= Exercise goal =
Copy out every line of the listing below, character for character.

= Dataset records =
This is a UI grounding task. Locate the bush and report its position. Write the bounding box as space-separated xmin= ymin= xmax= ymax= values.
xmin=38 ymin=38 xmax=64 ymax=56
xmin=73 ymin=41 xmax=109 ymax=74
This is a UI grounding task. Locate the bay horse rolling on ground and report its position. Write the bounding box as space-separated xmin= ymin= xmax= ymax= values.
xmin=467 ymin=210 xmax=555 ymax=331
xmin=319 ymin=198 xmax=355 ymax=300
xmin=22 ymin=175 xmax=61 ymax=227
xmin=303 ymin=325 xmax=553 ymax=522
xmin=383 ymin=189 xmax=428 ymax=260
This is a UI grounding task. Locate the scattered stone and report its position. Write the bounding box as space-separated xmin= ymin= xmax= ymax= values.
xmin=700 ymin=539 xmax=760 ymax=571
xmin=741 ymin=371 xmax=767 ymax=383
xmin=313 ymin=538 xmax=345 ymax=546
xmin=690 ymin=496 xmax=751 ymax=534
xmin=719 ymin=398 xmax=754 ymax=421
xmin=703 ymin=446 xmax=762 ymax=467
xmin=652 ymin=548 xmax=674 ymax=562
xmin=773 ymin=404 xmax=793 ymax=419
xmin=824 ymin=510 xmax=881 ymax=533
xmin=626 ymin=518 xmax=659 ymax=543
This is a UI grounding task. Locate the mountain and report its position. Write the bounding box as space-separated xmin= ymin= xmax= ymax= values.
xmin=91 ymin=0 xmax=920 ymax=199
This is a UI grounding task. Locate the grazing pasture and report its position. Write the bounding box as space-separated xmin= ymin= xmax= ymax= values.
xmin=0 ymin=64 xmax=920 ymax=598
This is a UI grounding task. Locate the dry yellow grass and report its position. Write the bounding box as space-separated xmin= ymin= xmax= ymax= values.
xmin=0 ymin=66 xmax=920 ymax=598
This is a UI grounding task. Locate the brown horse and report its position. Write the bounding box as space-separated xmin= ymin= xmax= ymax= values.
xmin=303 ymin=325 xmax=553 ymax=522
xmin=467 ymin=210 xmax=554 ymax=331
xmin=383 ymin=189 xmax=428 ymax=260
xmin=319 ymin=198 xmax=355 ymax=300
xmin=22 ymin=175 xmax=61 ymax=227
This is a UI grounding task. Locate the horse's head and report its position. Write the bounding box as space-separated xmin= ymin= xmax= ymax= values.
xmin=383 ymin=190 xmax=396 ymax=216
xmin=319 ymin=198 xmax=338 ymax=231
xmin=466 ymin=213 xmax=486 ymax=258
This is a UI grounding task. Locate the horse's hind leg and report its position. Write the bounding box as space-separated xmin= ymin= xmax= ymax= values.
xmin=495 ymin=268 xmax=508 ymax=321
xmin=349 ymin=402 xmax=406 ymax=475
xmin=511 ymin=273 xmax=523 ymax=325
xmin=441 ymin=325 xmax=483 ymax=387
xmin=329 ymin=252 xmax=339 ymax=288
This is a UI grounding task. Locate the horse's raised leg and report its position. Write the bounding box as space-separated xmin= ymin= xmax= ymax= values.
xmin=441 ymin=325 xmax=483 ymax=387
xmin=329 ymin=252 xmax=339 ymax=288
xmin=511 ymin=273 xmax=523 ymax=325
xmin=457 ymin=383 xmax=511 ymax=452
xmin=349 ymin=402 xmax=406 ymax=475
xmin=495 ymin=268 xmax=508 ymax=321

= Task result =
This is a UI grounding task. Locate the bush and report its position. Write the bounding box as space-separated xmin= ymin= xmax= ymax= values.
xmin=38 ymin=38 xmax=64 ymax=56
xmin=73 ymin=41 xmax=109 ymax=74
This is a UI grounding task. Locate the bay horse rolling on ground and report its position. Write the bounding box as space-separated xmin= ymin= xmax= ymax= values.
xmin=467 ymin=210 xmax=555 ymax=331
xmin=319 ymin=198 xmax=355 ymax=300
xmin=22 ymin=175 xmax=61 ymax=227
xmin=303 ymin=325 xmax=553 ymax=522
xmin=383 ymin=189 xmax=428 ymax=260
This is a UI grounding task. Locate the scattered stone and report its position. Write the bounding box as space-separated xmin= ymin= xmax= ymax= values.
xmin=700 ymin=539 xmax=760 ymax=571
xmin=741 ymin=371 xmax=767 ymax=383
xmin=313 ymin=538 xmax=345 ymax=546
xmin=690 ymin=496 xmax=751 ymax=534
xmin=719 ymin=398 xmax=754 ymax=421
xmin=703 ymin=446 xmax=762 ymax=467
xmin=652 ymin=548 xmax=674 ymax=562
xmin=773 ymin=404 xmax=793 ymax=419
xmin=824 ymin=510 xmax=881 ymax=533
xmin=626 ymin=518 xmax=659 ymax=543
This is a UI grounding task. Locate the mountain and report its position. Write the bounding box as space-separated xmin= ymin= xmax= ymax= values.
xmin=91 ymin=0 xmax=920 ymax=199
This is a UI grounding task. Locate the grazing pasture and report its position. Write the bounding box as space-separated xmin= ymin= xmax= ymax= values.
xmin=0 ymin=64 xmax=920 ymax=598
This is a UI grounding task. Locate the dry yellow grass and report its position. Write the bounding box as space-separated xmin= ymin= xmax= ymax= values.
xmin=0 ymin=66 xmax=920 ymax=598
This is a UI grounding task. Locate the brown horse and report its position. Write the bounding box as space-separated xmin= ymin= xmax= ymax= values.
xmin=303 ymin=325 xmax=553 ymax=522
xmin=467 ymin=210 xmax=554 ymax=331
xmin=383 ymin=189 xmax=428 ymax=260
xmin=319 ymin=198 xmax=355 ymax=300
xmin=22 ymin=175 xmax=61 ymax=227
This is a UI grounding task. Locate the horse's head and report its position. Write the bounding box as space-separated xmin= ymin= xmax= ymax= values.
xmin=383 ymin=190 xmax=396 ymax=216
xmin=319 ymin=198 xmax=338 ymax=231
xmin=466 ymin=213 xmax=486 ymax=258
This is a UI grounding task. Locate the horse's hind leg and report its position. Write the bounding box as space-separated xmin= ymin= xmax= ymax= values.
xmin=495 ymin=268 xmax=508 ymax=321
xmin=349 ymin=402 xmax=406 ymax=475
xmin=511 ymin=273 xmax=523 ymax=325
xmin=441 ymin=325 xmax=483 ymax=387
xmin=329 ymin=252 xmax=339 ymax=288
This is a UI grounding task. Locate the horse's raised leg and report its position. Write the bounding box as space-separated xmin= ymin= xmax= ymax= values.
xmin=441 ymin=325 xmax=483 ymax=387
xmin=329 ymin=252 xmax=339 ymax=288
xmin=511 ymin=273 xmax=523 ymax=325
xmin=457 ymin=383 xmax=511 ymax=452
xmin=349 ymin=402 xmax=406 ymax=475
xmin=495 ymin=268 xmax=508 ymax=321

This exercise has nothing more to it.